Request -
Please go through the records below and copy out each line that contains the word "steel".

Material to process -
▬▬▬▬▬▬▬▬▬▬

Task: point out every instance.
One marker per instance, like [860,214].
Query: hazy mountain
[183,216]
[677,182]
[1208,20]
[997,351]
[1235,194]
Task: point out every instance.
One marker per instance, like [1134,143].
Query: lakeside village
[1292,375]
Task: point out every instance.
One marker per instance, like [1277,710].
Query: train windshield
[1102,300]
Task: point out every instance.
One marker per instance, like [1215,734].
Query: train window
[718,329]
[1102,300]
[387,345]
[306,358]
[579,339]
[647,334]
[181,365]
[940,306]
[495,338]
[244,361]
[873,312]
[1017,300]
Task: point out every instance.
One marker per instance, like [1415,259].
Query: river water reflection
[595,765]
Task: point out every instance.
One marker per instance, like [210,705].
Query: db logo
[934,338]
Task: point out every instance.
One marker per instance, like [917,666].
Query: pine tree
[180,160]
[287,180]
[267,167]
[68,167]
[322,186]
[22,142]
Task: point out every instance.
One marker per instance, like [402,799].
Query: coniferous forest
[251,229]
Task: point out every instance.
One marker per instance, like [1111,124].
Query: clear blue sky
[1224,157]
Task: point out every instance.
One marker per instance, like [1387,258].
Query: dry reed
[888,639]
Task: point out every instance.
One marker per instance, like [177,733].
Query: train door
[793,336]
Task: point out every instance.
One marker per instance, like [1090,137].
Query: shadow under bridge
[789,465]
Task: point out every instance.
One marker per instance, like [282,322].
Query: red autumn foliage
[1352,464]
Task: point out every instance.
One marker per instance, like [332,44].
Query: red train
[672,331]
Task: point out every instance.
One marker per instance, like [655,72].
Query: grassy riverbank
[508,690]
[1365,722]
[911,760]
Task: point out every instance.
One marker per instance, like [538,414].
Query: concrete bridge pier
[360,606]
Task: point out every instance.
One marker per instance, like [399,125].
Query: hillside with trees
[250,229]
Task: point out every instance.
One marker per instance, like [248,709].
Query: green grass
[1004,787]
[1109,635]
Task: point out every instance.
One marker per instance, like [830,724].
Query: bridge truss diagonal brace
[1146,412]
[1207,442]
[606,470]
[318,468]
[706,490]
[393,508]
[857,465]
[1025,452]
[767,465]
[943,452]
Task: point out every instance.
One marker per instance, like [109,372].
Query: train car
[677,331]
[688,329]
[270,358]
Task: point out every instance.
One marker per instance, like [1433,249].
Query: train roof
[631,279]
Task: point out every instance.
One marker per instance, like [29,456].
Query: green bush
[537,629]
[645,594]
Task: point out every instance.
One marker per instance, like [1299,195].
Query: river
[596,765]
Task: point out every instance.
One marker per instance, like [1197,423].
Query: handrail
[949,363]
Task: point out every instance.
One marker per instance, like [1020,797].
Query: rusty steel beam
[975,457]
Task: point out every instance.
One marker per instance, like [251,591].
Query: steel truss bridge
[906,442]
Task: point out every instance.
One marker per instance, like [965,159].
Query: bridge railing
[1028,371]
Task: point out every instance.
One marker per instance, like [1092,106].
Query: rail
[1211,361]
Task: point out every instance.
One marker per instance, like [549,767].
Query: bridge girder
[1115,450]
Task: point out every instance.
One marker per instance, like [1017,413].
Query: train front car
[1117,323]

▬▬▬▬▬▬▬▬▬▬

Solution for this task -
Query: rusty steel beam
Query: steel truss bridge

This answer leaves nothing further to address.